DATA SUPPLIED
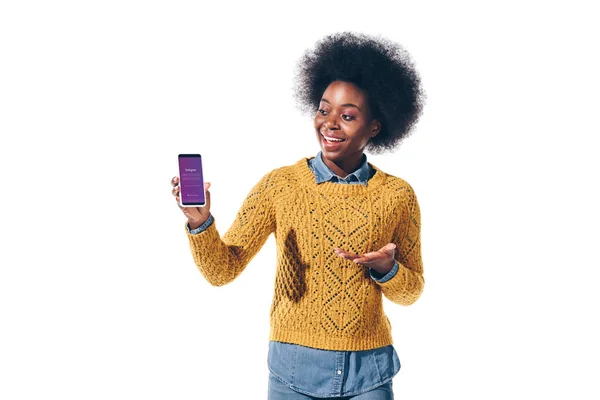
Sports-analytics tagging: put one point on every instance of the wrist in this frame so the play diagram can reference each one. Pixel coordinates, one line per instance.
(194, 224)
(384, 269)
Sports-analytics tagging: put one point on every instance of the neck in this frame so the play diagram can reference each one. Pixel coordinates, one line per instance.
(343, 168)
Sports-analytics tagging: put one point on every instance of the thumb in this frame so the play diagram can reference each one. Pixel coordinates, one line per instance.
(207, 201)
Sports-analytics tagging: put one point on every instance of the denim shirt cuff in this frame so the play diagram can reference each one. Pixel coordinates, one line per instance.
(383, 279)
(202, 227)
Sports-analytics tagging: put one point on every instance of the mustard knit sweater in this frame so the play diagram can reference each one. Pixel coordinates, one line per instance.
(322, 300)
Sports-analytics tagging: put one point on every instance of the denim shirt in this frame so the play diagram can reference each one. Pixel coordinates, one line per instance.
(326, 373)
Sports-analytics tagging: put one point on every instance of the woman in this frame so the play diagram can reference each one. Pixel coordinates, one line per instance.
(346, 232)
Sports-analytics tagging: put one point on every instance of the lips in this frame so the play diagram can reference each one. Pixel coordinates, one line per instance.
(333, 138)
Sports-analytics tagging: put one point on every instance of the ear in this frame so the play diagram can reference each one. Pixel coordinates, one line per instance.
(375, 128)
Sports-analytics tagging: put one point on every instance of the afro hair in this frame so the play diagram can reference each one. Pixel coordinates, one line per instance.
(381, 68)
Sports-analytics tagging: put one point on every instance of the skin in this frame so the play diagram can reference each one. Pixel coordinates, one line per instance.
(343, 113)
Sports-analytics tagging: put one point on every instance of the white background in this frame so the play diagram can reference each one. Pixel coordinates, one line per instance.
(99, 296)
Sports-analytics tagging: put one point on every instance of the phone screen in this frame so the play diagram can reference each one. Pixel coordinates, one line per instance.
(191, 180)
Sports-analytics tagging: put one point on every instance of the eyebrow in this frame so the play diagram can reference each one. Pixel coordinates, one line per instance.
(344, 105)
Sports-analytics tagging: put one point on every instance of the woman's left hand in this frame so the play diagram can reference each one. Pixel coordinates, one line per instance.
(382, 260)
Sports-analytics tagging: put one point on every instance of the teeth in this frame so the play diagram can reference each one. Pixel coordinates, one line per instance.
(333, 139)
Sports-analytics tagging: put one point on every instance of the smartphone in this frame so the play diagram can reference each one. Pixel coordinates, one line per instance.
(191, 181)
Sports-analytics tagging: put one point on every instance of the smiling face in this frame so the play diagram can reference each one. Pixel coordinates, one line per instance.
(344, 126)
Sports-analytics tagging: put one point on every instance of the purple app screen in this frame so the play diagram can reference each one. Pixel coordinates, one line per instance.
(191, 182)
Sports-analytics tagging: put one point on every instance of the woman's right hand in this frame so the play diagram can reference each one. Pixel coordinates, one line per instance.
(196, 215)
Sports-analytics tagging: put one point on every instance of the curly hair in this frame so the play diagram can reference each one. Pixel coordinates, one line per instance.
(379, 67)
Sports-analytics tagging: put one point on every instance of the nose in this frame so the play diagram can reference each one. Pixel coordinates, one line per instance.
(331, 123)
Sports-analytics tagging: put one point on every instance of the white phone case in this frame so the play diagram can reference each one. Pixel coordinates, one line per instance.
(181, 186)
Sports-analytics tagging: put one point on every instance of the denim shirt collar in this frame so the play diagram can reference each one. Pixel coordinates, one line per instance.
(324, 174)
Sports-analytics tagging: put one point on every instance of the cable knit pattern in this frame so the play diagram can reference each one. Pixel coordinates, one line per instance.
(322, 300)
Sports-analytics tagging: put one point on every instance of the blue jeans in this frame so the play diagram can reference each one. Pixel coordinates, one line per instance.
(279, 391)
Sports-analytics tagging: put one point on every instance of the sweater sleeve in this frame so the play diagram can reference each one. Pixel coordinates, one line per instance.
(407, 285)
(222, 259)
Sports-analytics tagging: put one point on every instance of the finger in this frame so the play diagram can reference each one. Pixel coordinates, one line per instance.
(389, 248)
(367, 258)
(206, 186)
(345, 254)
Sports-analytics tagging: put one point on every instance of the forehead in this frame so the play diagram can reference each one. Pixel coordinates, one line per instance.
(339, 92)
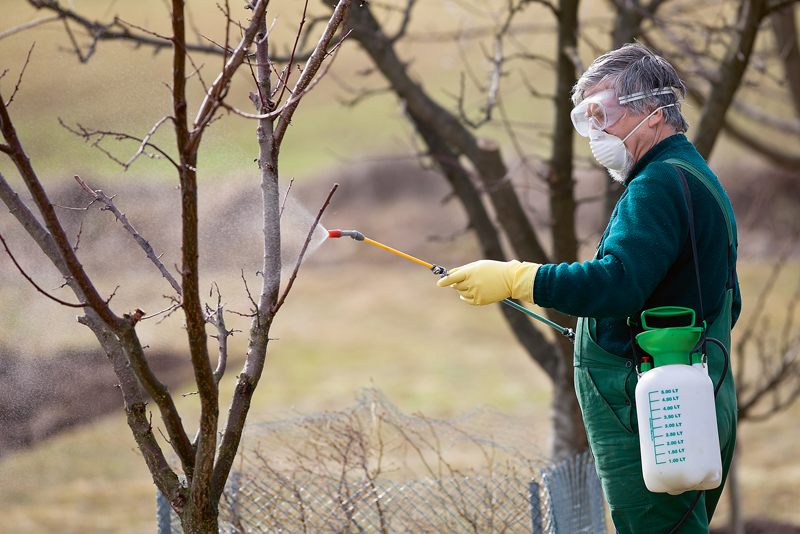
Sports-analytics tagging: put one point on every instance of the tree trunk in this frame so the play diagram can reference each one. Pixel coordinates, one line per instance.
(785, 28)
(731, 71)
(736, 521)
(448, 138)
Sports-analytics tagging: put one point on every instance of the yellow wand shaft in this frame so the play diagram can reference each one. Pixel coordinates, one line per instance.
(403, 254)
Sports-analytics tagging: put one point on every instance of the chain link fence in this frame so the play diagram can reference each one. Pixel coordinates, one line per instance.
(332, 477)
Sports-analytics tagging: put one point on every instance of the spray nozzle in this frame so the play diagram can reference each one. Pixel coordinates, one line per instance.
(358, 236)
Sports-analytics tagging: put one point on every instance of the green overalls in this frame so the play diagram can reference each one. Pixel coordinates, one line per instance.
(605, 385)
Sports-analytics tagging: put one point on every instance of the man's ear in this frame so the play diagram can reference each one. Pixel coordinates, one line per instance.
(657, 117)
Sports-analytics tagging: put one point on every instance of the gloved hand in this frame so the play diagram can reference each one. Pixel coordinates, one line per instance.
(486, 281)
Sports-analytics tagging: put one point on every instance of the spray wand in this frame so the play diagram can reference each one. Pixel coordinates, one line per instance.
(442, 272)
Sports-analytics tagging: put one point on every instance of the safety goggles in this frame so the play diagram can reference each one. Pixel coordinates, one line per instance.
(604, 109)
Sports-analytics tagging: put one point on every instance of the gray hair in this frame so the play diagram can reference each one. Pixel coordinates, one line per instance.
(634, 68)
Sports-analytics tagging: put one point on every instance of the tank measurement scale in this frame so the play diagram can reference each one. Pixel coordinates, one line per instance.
(666, 426)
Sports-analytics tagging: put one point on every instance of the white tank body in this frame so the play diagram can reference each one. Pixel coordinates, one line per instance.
(678, 434)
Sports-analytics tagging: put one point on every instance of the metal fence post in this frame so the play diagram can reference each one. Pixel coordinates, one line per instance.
(535, 507)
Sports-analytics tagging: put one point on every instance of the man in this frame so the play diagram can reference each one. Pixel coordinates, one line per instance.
(628, 105)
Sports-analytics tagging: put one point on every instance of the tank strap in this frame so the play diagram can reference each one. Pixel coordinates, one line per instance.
(693, 238)
(694, 171)
(634, 323)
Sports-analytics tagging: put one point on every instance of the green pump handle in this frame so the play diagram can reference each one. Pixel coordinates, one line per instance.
(667, 311)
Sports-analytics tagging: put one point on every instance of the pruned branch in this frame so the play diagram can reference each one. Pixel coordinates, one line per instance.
(309, 77)
(34, 284)
(21, 73)
(100, 196)
(303, 251)
(96, 137)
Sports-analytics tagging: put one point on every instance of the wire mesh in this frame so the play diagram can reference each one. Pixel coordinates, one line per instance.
(329, 473)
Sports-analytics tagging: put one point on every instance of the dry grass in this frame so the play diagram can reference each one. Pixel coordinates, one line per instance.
(357, 315)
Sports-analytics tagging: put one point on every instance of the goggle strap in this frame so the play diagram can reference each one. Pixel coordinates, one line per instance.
(644, 94)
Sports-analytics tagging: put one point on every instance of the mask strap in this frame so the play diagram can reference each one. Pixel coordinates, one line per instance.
(644, 119)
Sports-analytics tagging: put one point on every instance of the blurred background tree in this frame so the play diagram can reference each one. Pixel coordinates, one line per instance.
(485, 86)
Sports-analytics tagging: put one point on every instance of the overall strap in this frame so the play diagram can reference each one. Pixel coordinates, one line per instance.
(693, 238)
(694, 171)
(633, 323)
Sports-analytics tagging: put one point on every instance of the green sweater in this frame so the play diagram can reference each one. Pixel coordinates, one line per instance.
(644, 259)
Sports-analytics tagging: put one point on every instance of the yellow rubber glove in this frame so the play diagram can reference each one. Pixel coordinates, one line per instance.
(486, 281)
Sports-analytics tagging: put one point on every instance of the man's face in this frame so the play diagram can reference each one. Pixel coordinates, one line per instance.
(601, 110)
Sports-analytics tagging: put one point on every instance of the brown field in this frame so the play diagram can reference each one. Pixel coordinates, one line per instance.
(356, 317)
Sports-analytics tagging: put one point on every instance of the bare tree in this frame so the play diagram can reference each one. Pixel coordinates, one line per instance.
(204, 461)
(457, 141)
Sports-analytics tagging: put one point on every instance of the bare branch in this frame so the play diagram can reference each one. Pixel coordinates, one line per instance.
(34, 284)
(303, 251)
(308, 79)
(19, 80)
(97, 136)
(100, 196)
(294, 50)
(28, 25)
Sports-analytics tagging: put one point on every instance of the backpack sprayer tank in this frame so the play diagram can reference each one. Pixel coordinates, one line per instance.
(677, 418)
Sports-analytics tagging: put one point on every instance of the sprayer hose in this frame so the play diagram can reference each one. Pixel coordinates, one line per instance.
(716, 390)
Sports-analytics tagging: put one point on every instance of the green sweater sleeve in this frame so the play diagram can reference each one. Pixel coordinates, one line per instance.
(647, 232)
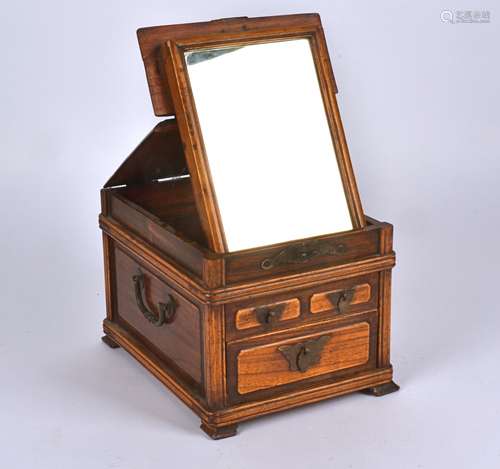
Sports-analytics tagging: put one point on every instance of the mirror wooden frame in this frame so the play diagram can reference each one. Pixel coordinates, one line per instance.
(163, 53)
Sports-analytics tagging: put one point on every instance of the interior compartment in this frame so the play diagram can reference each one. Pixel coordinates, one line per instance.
(172, 203)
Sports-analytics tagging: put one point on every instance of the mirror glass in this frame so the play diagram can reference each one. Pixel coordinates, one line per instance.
(268, 143)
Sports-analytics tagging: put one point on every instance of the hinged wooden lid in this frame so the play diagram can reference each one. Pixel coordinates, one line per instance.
(152, 38)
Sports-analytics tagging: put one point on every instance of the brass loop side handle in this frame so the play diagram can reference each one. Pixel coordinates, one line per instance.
(269, 315)
(166, 311)
(304, 355)
(341, 299)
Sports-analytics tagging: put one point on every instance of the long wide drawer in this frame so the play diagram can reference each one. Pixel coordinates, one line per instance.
(257, 367)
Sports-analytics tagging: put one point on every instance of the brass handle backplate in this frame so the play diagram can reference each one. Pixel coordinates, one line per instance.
(270, 314)
(166, 311)
(341, 299)
(303, 355)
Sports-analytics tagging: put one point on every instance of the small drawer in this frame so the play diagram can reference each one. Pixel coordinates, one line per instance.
(257, 367)
(267, 315)
(157, 314)
(346, 296)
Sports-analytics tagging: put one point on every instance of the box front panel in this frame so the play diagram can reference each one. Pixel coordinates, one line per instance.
(158, 315)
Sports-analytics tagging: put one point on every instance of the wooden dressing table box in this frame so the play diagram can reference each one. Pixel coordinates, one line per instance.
(240, 269)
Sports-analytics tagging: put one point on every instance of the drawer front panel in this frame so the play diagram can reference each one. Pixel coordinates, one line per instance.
(267, 315)
(281, 311)
(271, 365)
(341, 299)
(144, 307)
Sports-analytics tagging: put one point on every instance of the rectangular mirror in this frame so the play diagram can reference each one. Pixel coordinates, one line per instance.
(268, 143)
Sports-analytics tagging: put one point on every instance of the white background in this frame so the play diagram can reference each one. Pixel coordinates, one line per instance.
(420, 101)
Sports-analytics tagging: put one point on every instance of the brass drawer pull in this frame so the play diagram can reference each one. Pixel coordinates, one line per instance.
(303, 355)
(270, 315)
(166, 310)
(341, 299)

WORK TO BE COMPLETED
What needs duplicating is the run of lines from the one containing "the box front" through the last line of the entries above, exact and complete.

EXPECTED OUTPUT
Sports-analytics tagging: put one point on every instance of the box front panel in this frame so the play diagram can reference each one. Pixel coordinates, one line per instance.
(158, 315)
Sports-analytics tagging: put one point on every instance of the wooden dressing table box in this frame so the play diagram can reference each one. Pixel coordinates, one line per instance.
(240, 269)
Sports-analytics tagging: put one point on every instance of the drawer front panel in this frame so the play diagram can reference each one. Pixel coordinates, one line per instance.
(267, 315)
(281, 311)
(271, 365)
(341, 299)
(144, 307)
Sports-analytics tagging: put one point on every instance of the rectangular mirror in this frame so the play diagram can reference each one. Pixel coordinates, one line per instance.
(268, 143)
Sports-analytics tagging: put one point on every instance of the white background in this frame so the play diagram can reference each one. Pixel coordinates, one line per instance.
(420, 101)
Sports-analytics tagging: put one point on every instance of the brass drawer pull in this frame so the play diagram can reference each one. Pixel coordinates, one line per instance.
(303, 355)
(270, 315)
(166, 310)
(341, 299)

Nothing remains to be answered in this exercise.